◆ DATASET CONTENT ◆
*** Block opens ***
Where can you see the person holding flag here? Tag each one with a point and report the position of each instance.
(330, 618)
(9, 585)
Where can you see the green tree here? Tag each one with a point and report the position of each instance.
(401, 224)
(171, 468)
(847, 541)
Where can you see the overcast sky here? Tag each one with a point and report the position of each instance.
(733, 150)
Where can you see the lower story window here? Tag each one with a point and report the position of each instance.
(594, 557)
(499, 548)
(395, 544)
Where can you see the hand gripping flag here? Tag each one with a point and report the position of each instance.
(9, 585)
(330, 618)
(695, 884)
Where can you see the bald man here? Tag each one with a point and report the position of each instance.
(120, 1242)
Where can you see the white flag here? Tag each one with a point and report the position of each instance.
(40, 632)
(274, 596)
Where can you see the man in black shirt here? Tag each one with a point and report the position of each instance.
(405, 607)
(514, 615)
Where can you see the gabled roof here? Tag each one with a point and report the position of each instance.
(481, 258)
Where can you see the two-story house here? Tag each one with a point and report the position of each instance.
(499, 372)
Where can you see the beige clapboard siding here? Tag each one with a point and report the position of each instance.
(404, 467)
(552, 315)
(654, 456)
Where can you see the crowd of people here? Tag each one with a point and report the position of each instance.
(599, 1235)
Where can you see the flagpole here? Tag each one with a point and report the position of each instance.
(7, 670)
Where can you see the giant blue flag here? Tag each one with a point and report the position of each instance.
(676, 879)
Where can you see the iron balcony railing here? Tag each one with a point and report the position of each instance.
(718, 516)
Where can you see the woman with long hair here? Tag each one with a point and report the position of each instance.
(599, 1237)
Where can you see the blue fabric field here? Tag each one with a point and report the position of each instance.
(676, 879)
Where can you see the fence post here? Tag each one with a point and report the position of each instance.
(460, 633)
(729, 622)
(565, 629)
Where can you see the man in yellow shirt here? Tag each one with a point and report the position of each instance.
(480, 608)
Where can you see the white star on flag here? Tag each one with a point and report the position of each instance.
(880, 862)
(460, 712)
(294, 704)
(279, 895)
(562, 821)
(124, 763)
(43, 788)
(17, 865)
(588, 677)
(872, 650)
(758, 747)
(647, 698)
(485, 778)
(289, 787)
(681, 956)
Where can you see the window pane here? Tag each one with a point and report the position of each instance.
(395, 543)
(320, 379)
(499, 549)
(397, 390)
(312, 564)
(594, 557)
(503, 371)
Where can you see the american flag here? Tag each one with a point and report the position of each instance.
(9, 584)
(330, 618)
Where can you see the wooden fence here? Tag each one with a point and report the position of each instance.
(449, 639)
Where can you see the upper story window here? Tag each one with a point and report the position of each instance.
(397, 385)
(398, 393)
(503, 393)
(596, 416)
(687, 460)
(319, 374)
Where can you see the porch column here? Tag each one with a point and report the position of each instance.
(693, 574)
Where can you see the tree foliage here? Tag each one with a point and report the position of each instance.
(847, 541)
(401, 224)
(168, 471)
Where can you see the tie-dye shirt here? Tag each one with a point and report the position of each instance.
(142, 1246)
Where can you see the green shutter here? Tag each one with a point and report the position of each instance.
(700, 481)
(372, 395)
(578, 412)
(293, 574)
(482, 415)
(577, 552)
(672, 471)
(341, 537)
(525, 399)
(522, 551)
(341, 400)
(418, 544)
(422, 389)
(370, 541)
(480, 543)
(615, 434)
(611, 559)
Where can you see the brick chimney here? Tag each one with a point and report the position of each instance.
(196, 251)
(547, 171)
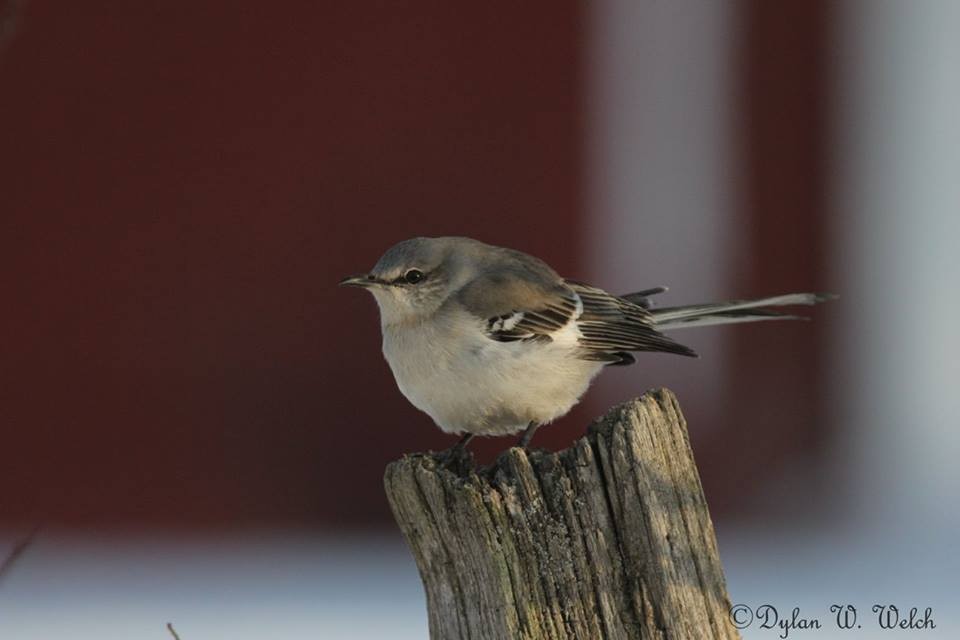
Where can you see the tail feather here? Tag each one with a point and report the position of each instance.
(700, 315)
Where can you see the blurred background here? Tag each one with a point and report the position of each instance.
(198, 418)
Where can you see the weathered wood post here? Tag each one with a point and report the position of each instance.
(609, 539)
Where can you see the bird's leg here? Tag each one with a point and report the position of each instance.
(527, 436)
(456, 452)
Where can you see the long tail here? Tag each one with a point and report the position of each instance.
(702, 315)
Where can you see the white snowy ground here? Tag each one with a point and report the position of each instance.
(297, 586)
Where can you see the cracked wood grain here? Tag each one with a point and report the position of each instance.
(610, 539)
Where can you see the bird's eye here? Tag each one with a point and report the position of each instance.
(413, 276)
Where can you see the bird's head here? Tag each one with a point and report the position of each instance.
(414, 278)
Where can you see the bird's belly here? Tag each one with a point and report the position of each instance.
(487, 387)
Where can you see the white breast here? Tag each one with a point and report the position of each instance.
(468, 382)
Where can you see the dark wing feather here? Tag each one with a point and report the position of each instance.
(612, 326)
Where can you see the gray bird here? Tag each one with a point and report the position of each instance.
(491, 341)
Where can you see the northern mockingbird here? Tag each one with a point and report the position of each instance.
(491, 341)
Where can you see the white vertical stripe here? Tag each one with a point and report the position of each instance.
(659, 178)
(898, 257)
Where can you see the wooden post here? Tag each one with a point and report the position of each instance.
(609, 539)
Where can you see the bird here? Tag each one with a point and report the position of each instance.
(491, 341)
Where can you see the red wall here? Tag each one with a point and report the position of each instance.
(182, 186)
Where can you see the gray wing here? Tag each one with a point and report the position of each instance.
(612, 326)
(531, 304)
(520, 304)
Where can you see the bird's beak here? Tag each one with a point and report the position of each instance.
(361, 280)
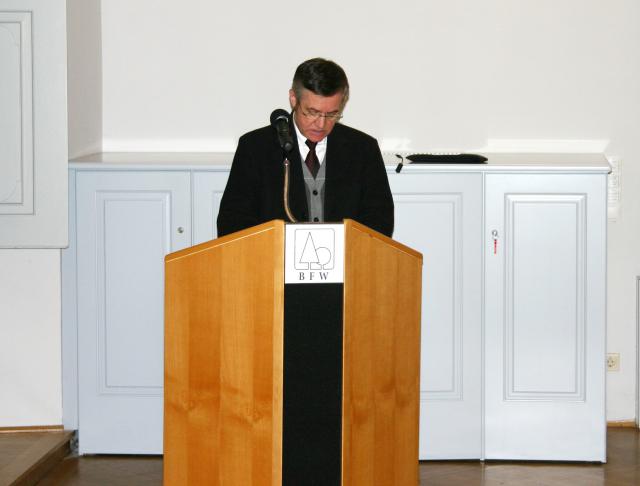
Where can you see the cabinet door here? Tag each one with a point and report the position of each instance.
(208, 188)
(126, 223)
(545, 316)
(440, 215)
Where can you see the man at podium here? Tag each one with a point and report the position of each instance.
(336, 172)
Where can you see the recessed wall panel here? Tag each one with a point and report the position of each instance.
(16, 117)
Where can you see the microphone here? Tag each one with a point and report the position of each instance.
(280, 121)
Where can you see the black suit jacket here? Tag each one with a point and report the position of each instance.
(356, 184)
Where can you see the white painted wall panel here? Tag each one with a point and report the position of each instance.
(16, 122)
(30, 369)
(33, 124)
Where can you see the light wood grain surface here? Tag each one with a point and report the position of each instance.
(223, 360)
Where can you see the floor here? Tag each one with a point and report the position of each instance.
(622, 468)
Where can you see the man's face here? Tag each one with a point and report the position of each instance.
(309, 106)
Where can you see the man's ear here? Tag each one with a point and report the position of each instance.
(293, 101)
*** Block closes ***
◆ WHAT YOU ARE ASKED TO DO ◆
When you retype the listing, keep every line exactly as it is and drop the pictures.

◆ EXPECTED ANSWER ◆
Where can you see the person holding flag here? Tag each one with a point and report the position of each instance.
(330, 618)
(9, 585)
Where can you see the green tree here? Tag each one with a point and report the position of each instance.
(401, 224)
(171, 468)
(847, 541)
Where can you see the overcast sky here? Tag each one with a point and report the position of each instance.
(733, 150)
Where can you see the lower story window here? Tag each one with a point and report the position of each instance.
(594, 557)
(499, 548)
(395, 544)
Where can you see the hand gripping flag here? Tag each one with a point and report the position of each instance.
(9, 585)
(330, 618)
(695, 884)
Where can you see the bald man here? Tag each one with a point and report the position of each instance.
(120, 1242)
Where can you see the white flag here? Tag each one with a point and report the position of each instance.
(40, 632)
(274, 596)
Where can you see the man in black shirt here? Tag each one with a point and report the position of each instance.
(405, 607)
(514, 615)
Where can you see the gabled roof here? Tag each one with a point and report the position of each instance.
(481, 258)
Where can you see the two-story house here? Tag each one with a point and report the position of each instance.
(499, 372)
Where can you see the beige clapboard siding here? Tag each one with a point and report the position of each instance.
(404, 467)
(552, 315)
(654, 456)
Where can you see the crowd of people here? Tag each one with a point and report the position of each instance.
(599, 1235)
Where can you see the flagpole here? Tag each one with a point and report the position of each instance.
(7, 670)
Where can you see the giant blue flag here? Tag each one with a point and report the position of each instance.
(676, 879)
Where can you see the iron balcony railing here? Tag each one with a point and report the position of each instance.
(718, 516)
Where can you see the woman with long hair here? Tag each one with a point and report the position of each instance.
(599, 1237)
Where can you see the blue fabric field here? Tag each one with a point and report the position of each instance.
(676, 879)
Where can you see the fence post here? Tag each one with a point and report the position of each instance.
(460, 633)
(729, 622)
(565, 629)
Where can you see the man in yellow shirt here? Tag each one with a point and report the position of each instance.
(480, 608)
Where can you see the white star on flag here? Tag each one with a point and report the position of each instance.
(880, 862)
(460, 712)
(294, 704)
(279, 895)
(562, 821)
(124, 763)
(43, 788)
(17, 865)
(588, 677)
(872, 650)
(758, 747)
(647, 698)
(485, 778)
(289, 787)
(681, 956)
Where can you see the window pane here? Tag each one with a point and report the position of each instance.
(395, 543)
(320, 379)
(499, 549)
(397, 390)
(312, 564)
(594, 557)
(503, 371)
Where can you see the american flag here? Tag each one with a point and report the position of each instance.
(9, 584)
(330, 618)
Where can you see the wooden fence here? Tag each one with a point and report the position of each instance.
(449, 639)
Where can you see the upper story window here? Tag each one with a point and report the position of each instance.
(397, 385)
(398, 393)
(503, 393)
(596, 416)
(687, 460)
(319, 374)
Where can you see the porch column here? Tag each one with a point and report the position of each instance.
(693, 574)
Where can you see the tree foliage here? Tag each one with a point and report the position of each instance.
(847, 541)
(401, 224)
(168, 471)
Where can you see the tie-dye shirt here? Tag each one with a point and report the position of each instance.
(142, 1246)
Where can you see the green shutter here? Tag each one with a point and report the position of each instance.
(700, 481)
(372, 395)
(578, 412)
(293, 574)
(482, 415)
(577, 552)
(672, 471)
(341, 537)
(525, 399)
(522, 551)
(341, 400)
(418, 544)
(422, 389)
(370, 541)
(480, 543)
(615, 434)
(611, 559)
Where can you see the brick chimney here? Tag each one with a point and report the position of each instance.
(196, 251)
(547, 171)
Where can you see the tail feather here? Tag each one with a point and report the position of each instance.
(700, 315)
Where can you see the blurred background here? Tag each one with a point and report the position of each instance.
(198, 418)
Where can you see the weathered wood post here? Tag each one with a point and report the position of each instance.
(609, 539)
Where can you see the bird's leg here? Tag each one with a point and report the position of each instance.
(527, 436)
(456, 452)
Where can you see the long tail here? Tag each one with a point and report the position of each instance.
(702, 315)
Where can you see the white snowy ground here? Tag each one with a point and report the position of each instance.
(297, 586)
Where can you see the cracked wood grain here? Tag each one with a point and report the position of each instance.
(610, 539)
Where can you see the bird's eye here? Tag each one with a point and report the position of each instance.
(413, 276)
Where can you see the bird's head here? Tag each one with a point and report the position of each instance.
(414, 278)
Where can you see the bird's belly here? Tag each one with a point and report the position of each instance.
(487, 387)
Where can you see the white breast here? Tag each one with a point and report the position of each instance.
(468, 382)
Where can you see the dark wing feather here? Tag each one with a point and report the position of each instance.
(612, 326)
Where can you see the gray bird here? Tag each one with a point and report the position of each instance.
(491, 341)
Where can you see the northern mockingbird here? Tag each one with a point and report the position of each instance.
(491, 341)
Where can you see the white vertical stripe here? Tag each one with a point and report the position of each instance.
(659, 178)
(898, 257)
Where can you see the wooden post here? Tag each one with a point and report the position of each instance.
(609, 539)
Where can you see the bird here? Tag each one with a point and report the position of each instance.
(491, 341)
Where can you see the red wall here? Tag each one with a point and report the position of each instance.
(182, 186)
Where can you see the gray wing here? Tag each one with a point and report the position of each instance.
(612, 326)
(531, 304)
(520, 304)
Where can you see the bird's beak here? Tag each one with a point and report the position of each instance.
(361, 280)
Where can you see the cabinet door here? Tag each one with a point and report the position of each instance.
(208, 188)
(126, 223)
(545, 316)
(440, 215)
Where can you see the man at podium here? Tag each one with a point and report the position of each instance.
(336, 172)
Where can you see the recessed wall panel here? Tag each one with a point and report the position of each instance.
(16, 117)
Where can you see the microphone here? Tag each one with a point and report the position of each instance.
(280, 121)
Where can you see the black suit jacket here? Tag each one with a point and report the position of each instance.
(356, 184)
Where can you see the white painted wall panel here? Tag each one with a point and report the position of each instance.
(16, 122)
(30, 369)
(33, 124)
Where can you see the light wood grain surface here? Tag each one with a point and report the position of each instance.
(223, 360)
Where can you see the floor here? Tag each one with a point and report the position of each instance.
(622, 468)
Where can you see the man's face here? Tag each one with a point and report the position of each instance.
(309, 106)
Where can you see the man's ear here? Tag each one with a point and report the position of each instance.
(293, 101)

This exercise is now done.